▶ _The task_: Quote word for word the part of the post on Prison Garde and Eames starting at "Then there's his" and ending at "of silky seduction.".

Thursday, September 22, 2011

Futureproofing Vancouver: Prison Garde + Eames


Though he's only been in Vancouver for two years, for me, Prison Garde is the epitome of the city's current inspiringly wide-open outlook on dance music.  He defines what Vancouver's club music should be like: witnessing one of his live sets -- particularly in the past year -- is to witness an hour plus of unfiltered, unleaded, unpretentious dance music: drums, bass, synths, all hitting the right places at exactly the right moments.  On the one hand it's almost simplistic, on the other hand it's bewilderingly genius.  He's produced as part of the outfit Megasoid and formerly as Sixtoo, with a long and storied history in his hometown of Montreal, but his material as Prison Garde might be his best yet.  With roots in hip-hop, his sound has been moving all over the place in the past year, and the free album he released just prior to this year's Bass Coast festival -- Systeme Hermes Vol. 1 (which I reviewed for FACT Magazine) -- is an excellent showcase for his diversification, spanning BPMs from 74 to 150.  House, hip-hop, dubstep, techno, whatever, you name it and it's probably swimming somewhere in the Prison Garde stream.   (He also runs the Catalog Gallery in Vancouver's Gastown neighbourhood.)

Then there's his recent partner in crime, Eames, aka Kevin Ehman.  Ehman as a DJ is maybe a bit more of a house head but shares the same appreciation for both hip-hop and a wide swathe of dance music.  A mainstay in Victoria's bustling scene (soon to be profiled via Victoria kingpin Chris Longshanks) for the past year, he recently relocated to Vancouver and has used the opportunity to maximize his collaborations with Squire, and the result is a wealth of tracks under the name Garde + Eames, subtle but devastatingly effective tracks that pull bits and pieces from each producer's musical personality and turn them into streamlined, purified slabs of silky seduction.



The one thing that defines their current sound is hardware; hardware, hardware, and more hardware. The duo are currently working on a practical way to have a completely hardware livePA -- no computers, no digital --  and you can tell from the mix they've provided here.  Part of the reasons these tracks sound so confident and streamlined is because this is no-bullshit stuff: like I said before, drums, synths, basslines.  Crisp hi-hats, lush chords, pulverizing kicks, everything in hi-fidelity for maximum impact.  There's something almost melancholic about these tunes: they're no holds-barred but they're utterly classy and restrained, not giving into the dumbed-down dancefloor dynamics (or lack thereof) that the duo openly decry in the interview below.  Smart, sexy, and sleek, this is vintage dance music for the future, and it's honestly some of the most exciting Vancouver has to offer.  If you like any of the California abstract hip-hop scene, any of the London/Bristol house axis currently on the rise, or any of Berlin's bass music flirtations -- you get the idea -- you need to hear this mix, the West Coast's take on it all that stands up just as well to the likes of any big name UK megastar you can think of.

GARDE + EAMES - FUTUREPROOFING MIX



DOWNLOAD [MEDIAFIRE]


RYCE: How did you two meet?

▶ _Information shown_:

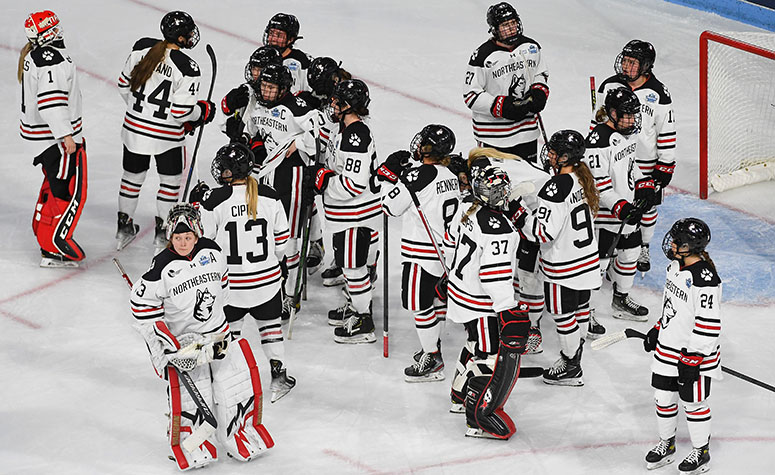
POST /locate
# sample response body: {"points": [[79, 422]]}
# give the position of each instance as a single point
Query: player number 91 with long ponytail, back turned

▶ _Result of this exercise_:
Then there's his recent partner in crime, Eames, aka Kevin Ehman.  Ehman as a DJ is maybe a bit more of a house head but shares the same appreciation for both hip-hop and a wide swathe of dance music.  A mainstay in Victoria's bustling scene (soon to be profiled via Victoria kingpin Chris Longshanks) for the past year, he recently relocated to Vancouver and has used the opportunity to maximize his collaborations with Squire, and the result is a wealth of tracks under the name Garde + Eames, subtle but devastatingly effective tracks that pull bits and pieces from each producer's musical personality and turn them into streamlined, purified slabs of silky seduction.